____ Extracted records

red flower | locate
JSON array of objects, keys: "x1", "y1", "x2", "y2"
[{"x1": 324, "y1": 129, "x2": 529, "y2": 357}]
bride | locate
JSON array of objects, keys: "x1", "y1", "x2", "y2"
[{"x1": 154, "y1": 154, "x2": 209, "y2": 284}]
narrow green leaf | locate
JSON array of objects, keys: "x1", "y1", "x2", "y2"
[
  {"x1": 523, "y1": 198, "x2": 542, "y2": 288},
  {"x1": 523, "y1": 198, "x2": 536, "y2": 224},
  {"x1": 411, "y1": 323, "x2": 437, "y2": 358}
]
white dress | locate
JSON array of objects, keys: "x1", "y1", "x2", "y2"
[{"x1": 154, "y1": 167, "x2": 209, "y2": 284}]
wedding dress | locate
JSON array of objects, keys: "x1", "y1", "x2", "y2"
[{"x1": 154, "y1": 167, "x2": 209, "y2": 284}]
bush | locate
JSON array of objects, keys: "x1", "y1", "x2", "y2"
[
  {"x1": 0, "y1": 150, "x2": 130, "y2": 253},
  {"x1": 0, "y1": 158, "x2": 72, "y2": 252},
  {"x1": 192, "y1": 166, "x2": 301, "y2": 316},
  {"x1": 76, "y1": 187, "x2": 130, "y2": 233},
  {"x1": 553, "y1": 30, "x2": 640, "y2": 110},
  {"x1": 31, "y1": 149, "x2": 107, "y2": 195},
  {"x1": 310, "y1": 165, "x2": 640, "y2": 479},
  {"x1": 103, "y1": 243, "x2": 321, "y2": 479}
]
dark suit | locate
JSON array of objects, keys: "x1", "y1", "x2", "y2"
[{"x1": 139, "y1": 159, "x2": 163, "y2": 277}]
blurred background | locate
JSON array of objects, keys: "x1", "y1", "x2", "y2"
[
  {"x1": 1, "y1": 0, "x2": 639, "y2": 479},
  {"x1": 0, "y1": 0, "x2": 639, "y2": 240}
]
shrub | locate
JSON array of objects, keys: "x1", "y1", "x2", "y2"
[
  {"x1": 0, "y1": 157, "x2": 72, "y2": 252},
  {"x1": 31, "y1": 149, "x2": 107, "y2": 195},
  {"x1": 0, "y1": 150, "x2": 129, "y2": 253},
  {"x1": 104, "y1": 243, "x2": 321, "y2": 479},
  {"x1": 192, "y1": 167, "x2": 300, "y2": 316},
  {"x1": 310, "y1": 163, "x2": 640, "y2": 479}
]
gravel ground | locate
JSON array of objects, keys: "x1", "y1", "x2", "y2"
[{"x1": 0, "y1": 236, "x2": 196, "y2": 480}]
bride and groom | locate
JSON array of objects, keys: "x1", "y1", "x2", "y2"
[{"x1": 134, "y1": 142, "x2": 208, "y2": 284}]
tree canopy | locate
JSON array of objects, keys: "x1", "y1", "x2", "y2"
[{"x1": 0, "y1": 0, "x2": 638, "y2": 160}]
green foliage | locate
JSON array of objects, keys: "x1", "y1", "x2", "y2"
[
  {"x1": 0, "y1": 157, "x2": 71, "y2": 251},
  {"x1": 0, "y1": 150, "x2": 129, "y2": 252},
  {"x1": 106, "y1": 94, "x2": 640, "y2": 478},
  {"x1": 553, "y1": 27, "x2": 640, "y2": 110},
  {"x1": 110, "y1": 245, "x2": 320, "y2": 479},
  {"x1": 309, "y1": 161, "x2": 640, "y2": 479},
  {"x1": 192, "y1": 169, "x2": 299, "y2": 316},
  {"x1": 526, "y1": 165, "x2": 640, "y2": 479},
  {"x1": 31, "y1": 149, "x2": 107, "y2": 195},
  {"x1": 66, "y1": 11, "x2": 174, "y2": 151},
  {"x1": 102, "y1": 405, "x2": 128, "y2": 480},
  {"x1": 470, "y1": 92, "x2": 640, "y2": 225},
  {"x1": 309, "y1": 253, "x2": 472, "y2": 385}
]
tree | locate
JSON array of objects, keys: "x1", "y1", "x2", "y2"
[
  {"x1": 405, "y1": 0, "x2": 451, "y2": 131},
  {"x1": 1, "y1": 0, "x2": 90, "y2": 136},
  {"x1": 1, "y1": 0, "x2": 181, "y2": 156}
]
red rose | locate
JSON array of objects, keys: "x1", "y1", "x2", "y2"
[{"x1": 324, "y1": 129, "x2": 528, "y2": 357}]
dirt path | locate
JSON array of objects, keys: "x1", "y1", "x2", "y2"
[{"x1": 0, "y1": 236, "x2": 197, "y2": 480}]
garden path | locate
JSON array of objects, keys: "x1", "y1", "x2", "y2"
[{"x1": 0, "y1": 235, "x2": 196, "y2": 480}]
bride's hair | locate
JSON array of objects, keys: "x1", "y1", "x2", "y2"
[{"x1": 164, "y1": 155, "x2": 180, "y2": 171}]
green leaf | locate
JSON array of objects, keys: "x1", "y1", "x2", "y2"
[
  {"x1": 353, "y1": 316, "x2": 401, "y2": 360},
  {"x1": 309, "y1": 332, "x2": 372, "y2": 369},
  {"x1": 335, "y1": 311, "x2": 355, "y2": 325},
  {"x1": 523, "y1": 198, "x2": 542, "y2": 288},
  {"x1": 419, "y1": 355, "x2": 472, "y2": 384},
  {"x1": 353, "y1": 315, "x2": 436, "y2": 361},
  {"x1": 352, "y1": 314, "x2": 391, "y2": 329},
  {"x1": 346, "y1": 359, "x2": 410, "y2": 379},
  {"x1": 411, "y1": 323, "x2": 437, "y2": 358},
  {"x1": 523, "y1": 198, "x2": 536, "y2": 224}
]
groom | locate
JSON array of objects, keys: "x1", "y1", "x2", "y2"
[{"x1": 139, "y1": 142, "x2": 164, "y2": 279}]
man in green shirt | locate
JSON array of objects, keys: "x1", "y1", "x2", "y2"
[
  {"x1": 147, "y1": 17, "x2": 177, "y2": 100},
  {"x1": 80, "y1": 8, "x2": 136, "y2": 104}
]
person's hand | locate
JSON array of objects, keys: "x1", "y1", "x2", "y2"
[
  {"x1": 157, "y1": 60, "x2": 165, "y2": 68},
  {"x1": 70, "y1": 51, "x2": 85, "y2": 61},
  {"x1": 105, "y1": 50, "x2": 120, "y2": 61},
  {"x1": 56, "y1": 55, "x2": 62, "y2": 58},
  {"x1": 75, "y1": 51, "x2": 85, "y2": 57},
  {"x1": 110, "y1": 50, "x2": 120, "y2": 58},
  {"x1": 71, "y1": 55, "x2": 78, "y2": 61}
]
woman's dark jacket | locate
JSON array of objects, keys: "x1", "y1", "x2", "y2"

________

=== What you are asked to do ===
Starting with the first line of the data above, copy each line exactly until you reach the line with "bush | locate"; include that line as well.

=== Output of the exercise ===
red flower | locate
JSON array of objects, keys: "x1", "y1", "x2", "y2"
[{"x1": 324, "y1": 129, "x2": 529, "y2": 357}]
bride | locate
JSON array of objects, keys: "x1", "y1", "x2", "y2"
[{"x1": 154, "y1": 154, "x2": 209, "y2": 284}]
narrow green leaf | locate
JSON array of objects, keys: "x1", "y1", "x2", "y2"
[
  {"x1": 523, "y1": 198, "x2": 542, "y2": 288},
  {"x1": 523, "y1": 198, "x2": 536, "y2": 224},
  {"x1": 411, "y1": 323, "x2": 437, "y2": 358}
]
white dress | locate
JSON array of objects, keys: "x1", "y1", "x2", "y2"
[{"x1": 154, "y1": 167, "x2": 209, "y2": 284}]
wedding dress | locate
JSON array of objects, keys: "x1", "y1", "x2", "y2"
[{"x1": 154, "y1": 167, "x2": 209, "y2": 284}]
bush | locate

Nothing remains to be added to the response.